#### [Goal]
Reproduce the material below verbatim, leaving out any pictures.

#### [Information shown]
****************************************

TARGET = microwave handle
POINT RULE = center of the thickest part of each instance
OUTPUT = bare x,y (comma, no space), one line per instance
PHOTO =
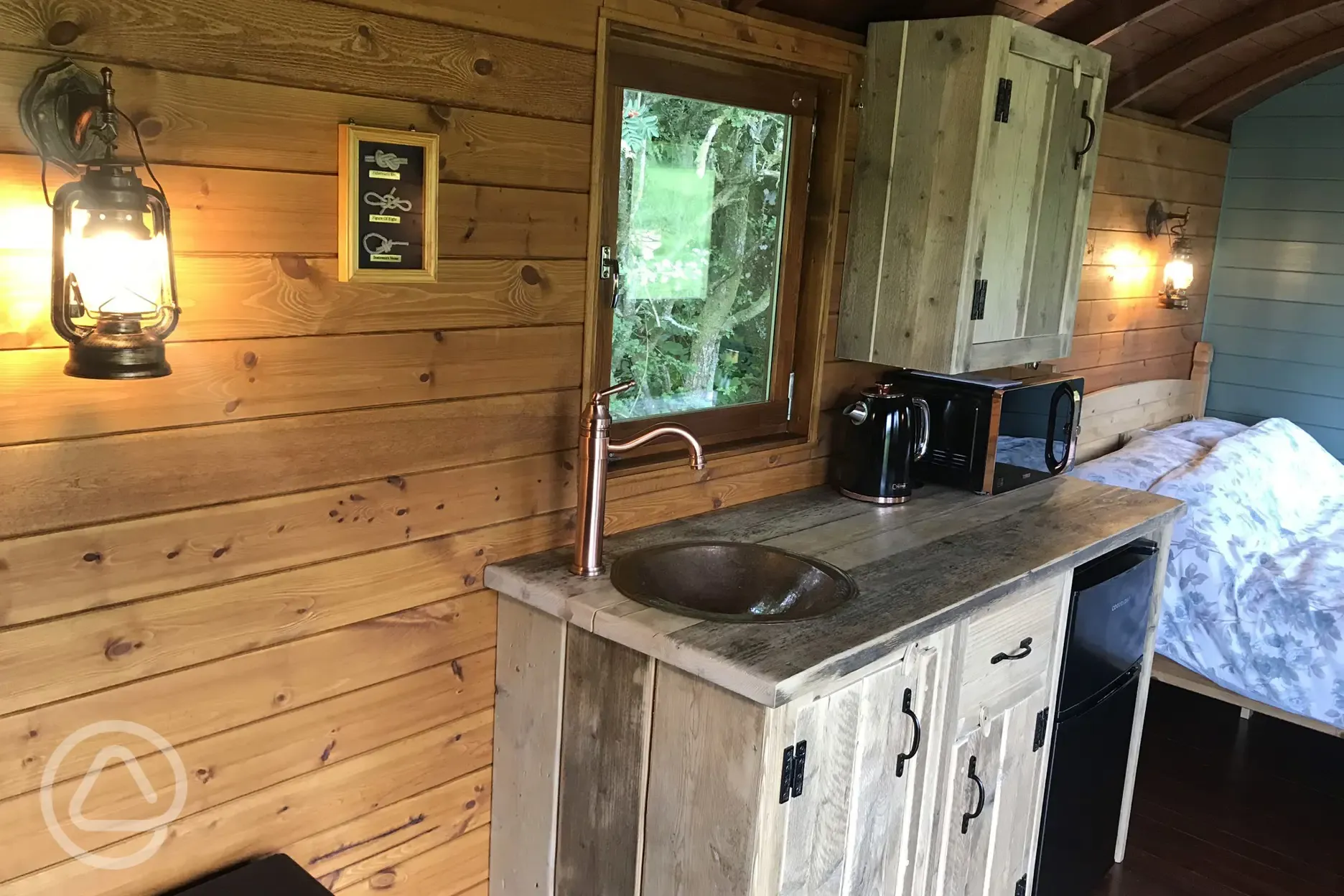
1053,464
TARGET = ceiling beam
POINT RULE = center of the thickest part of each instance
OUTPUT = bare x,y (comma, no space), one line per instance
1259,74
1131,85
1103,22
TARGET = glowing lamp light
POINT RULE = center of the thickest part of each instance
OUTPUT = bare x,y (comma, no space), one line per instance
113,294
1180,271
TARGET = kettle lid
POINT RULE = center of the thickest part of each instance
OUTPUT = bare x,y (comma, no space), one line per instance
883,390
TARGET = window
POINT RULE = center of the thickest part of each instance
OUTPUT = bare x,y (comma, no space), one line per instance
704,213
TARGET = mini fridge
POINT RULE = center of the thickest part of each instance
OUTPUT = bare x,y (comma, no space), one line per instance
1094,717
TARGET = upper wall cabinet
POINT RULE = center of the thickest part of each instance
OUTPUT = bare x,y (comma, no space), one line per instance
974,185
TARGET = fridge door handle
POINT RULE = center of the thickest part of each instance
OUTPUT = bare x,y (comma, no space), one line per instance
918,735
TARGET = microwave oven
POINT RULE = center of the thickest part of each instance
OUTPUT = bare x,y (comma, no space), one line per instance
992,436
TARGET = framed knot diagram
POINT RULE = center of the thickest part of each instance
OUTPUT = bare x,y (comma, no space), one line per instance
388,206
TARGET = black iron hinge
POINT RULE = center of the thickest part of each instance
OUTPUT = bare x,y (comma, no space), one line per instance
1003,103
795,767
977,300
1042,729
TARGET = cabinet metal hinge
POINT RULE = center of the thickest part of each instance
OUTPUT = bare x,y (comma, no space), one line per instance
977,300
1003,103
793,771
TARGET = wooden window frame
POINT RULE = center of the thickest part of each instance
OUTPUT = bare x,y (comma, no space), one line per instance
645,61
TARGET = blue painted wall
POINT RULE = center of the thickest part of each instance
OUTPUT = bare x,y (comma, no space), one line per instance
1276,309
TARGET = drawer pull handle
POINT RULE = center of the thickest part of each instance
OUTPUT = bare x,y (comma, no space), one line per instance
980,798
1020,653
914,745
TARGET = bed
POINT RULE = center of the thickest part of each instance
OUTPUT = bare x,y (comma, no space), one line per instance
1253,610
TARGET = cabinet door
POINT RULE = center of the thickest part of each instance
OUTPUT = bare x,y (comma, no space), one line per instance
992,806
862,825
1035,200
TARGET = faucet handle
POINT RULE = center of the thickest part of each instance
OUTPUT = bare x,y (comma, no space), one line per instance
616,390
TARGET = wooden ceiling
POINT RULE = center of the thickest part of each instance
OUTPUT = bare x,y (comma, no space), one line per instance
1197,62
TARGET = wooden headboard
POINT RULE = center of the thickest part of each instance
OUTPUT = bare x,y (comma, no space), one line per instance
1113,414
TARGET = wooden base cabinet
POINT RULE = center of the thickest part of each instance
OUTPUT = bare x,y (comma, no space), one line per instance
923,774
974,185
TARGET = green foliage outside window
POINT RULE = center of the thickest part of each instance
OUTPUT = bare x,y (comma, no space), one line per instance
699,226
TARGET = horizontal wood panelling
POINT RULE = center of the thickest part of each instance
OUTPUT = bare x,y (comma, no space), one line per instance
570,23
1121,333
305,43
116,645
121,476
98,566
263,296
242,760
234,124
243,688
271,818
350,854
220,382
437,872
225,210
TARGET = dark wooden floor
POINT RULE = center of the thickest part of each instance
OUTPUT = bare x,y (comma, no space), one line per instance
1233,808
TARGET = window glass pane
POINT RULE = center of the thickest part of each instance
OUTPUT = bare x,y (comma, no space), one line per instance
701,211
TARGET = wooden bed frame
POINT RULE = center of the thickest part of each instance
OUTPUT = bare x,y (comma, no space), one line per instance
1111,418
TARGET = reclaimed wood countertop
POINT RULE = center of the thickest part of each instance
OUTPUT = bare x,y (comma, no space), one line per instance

****************************************

#### [Full response]
TARGET = microwave handle
POINT RULE = center of the thickest part of each instance
OUTPUT = bare x,y (comma, no space), one line per instance
PHOTO =
1053,464
TARGET = ceiling beam
POINT RULE = center of the thickest part of each instance
OUTPUT = bare x,y (comma, no space), one line per instance
1259,74
1131,85
1103,22
TARGET = glowing lamp light
POINT RULE = center of the thickest part of each instance
OUTPUT = bare x,y (comma, no space), one line per instance
113,294
1180,271
TARGET = kettle lid
POINT RULE = center of the thickest part of each instance
OUTPUT = bare x,y (comma, no space), one line per instance
883,390
TARGET = window
POINT RULE = center of the thickest part of each instance
OUTPUT = bare x,y (comma, no space), one line per instance
704,213
TARGET = mini fridge
POINT RULE = center of the thickest part of each instance
OUTPUT = bare x,y (comma, no space), one line per instance
1094,717
TARGET = upper wall cabinet
POINT RULE = center of the thickest part of each instance
OUTPUT = bare x,y (comma, no space), one line per instance
974,185
TARGET = fridge door handle
POINT RULE = center of the thickest part of each instance
OUTPUT = bare x,y (comma, no space), one line per instance
918,735
TARGET = microwave oven
POINT RULE = center of the thickest part of each instance
OUTPUT = bare x,y (comma, no space), one line per instance
992,436
TARGET = framed knot diagram
POINT RULE = center of the thickest part of each instance
OUTPUT = bare x,y (comma, no space), one line per instance
388,206
TARGET = black iron hinge
POINT RULE = center of the thickest part of each instance
OUTPUT = bare x,y (comma, no space), one line per instance
1003,103
795,767
977,300
1042,729
TARGET = cabinet metal hinge
POINT RULE = center of the thickest part of each instance
OUTPUT = bare x,y (comma, no space), one line per instance
977,300
1003,103
793,771
TARGET = wooden window frame
POINT RULE = center of the thickest part of each instance
OUTPUT = bare x,y (comma, no space), one line per instance
645,61
TARGET = blue painted wall
POINT RULE = center of the thickest part of each instance
OUTPUT = bare x,y (comma, no space), one line per instance
1276,309
TARGET = drawer pull handle
POINT RULE = center of the thickest part of each instance
OUTPUT = bare x,y (comma, no space), one line per instance
980,798
1020,653
914,745
TARGET = bed
POINT RULE = center of the thickest part of each instance
OUTPUT = bare x,y (comma, no space), one line per instance
1253,610
TARGET = cabinet door
POINT RULE = center of the thickest part of each instance
OUTPUT = bare x,y (comma, no space), one line per instance
992,806
862,825
1035,200
TARGET = faucet handle
POINT RULE = center of the thickest part of each instance
OUTPUT = bare x,y (comma, no space), one line per instance
616,390
TARGET = wooden ceiling
POINT RULE = center of the thickest part of each instance
OUTPUT = bare x,y (comma, no space), one line per instance
1197,62
TARGET = wooden headboard
POINT RULE = center of the thickest part of each instance
OUTPUT = bare x,y (comma, no space), one line per instance
1113,414
TARGET = wooden base cabinet
POINT RULE = center of the thickest part of each instance
OUTPUT = bare x,y (comma, no space), one line per instance
923,774
974,185
TARGET = green foliage outside window
POINT RULE = center of the thickest part of each instance
OUTPUT = bare x,y (comma, no space), one line per instance
699,226
TARGET = horizontal wood panelling
POINT RULE = center of the thickest part of each instance
OUTPUT = bare x,y (comma, no space), one line per instance
570,23
1121,333
305,43
116,645
121,476
98,566
263,296
242,760
234,124
243,688
271,818
350,854
220,382
437,872
225,210
TARGET = dark wooden floor
POINT RULE = center of the thickest part of each instance
OUTPUT = bare x,y (comma, no space), one line per instance
1233,808
TARGET = window glass pane
POINT RULE = center of the thickest part of each instance
OUTPUT = bare x,y (comma, no space), one line per instance
701,211
TARGET = wooden bed frame
POINT RULE = center of the thickest part of each instance
OUTPUT = bare x,y (comma, no space), one line per instance
1111,418
TARGET = reclaimed wood countertop
POINT RULE = center of the thickest part of each instance
OUTPUT = bare x,y (comma, no space), one line per instance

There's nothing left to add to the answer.